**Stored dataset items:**
[Start of Attachment]
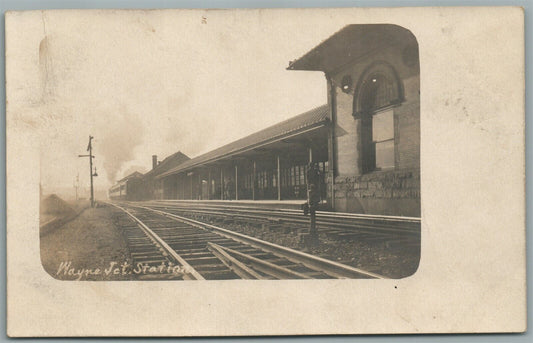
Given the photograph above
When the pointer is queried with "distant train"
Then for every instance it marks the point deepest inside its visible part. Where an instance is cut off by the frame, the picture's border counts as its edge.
(130, 188)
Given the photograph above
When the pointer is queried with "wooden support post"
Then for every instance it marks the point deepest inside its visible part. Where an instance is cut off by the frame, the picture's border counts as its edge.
(236, 183)
(253, 182)
(278, 183)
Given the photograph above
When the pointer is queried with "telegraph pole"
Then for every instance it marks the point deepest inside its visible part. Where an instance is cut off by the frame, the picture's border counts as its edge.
(77, 185)
(90, 150)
[End of Attachment]
**Problem description:** Every line above is to be reproduced verbatim, and the pictures are to be omitted.

**Finished task:**
Given the photograph above
When the pointer is queried with "distant train"
Then for every instance it marks the point deepest inside its visible part. Where an instance is cut off by the frame, the picture's border counts as its edge.
(130, 188)
Given the photograph above
When the pointer is queried with "wooden support post"
Then for every instance it marks the point deepest inside its visible part. Where an instance is cut off by the frame, the picture's border counts as its edge.
(236, 183)
(253, 182)
(278, 183)
Given the photograph above
When the pointer is queried with "telegraph pole"
Then for every instance it marks the point deepest inside its visible part. Where an instance is cut off by the frame, the picture's border counts as its edge.
(77, 185)
(90, 150)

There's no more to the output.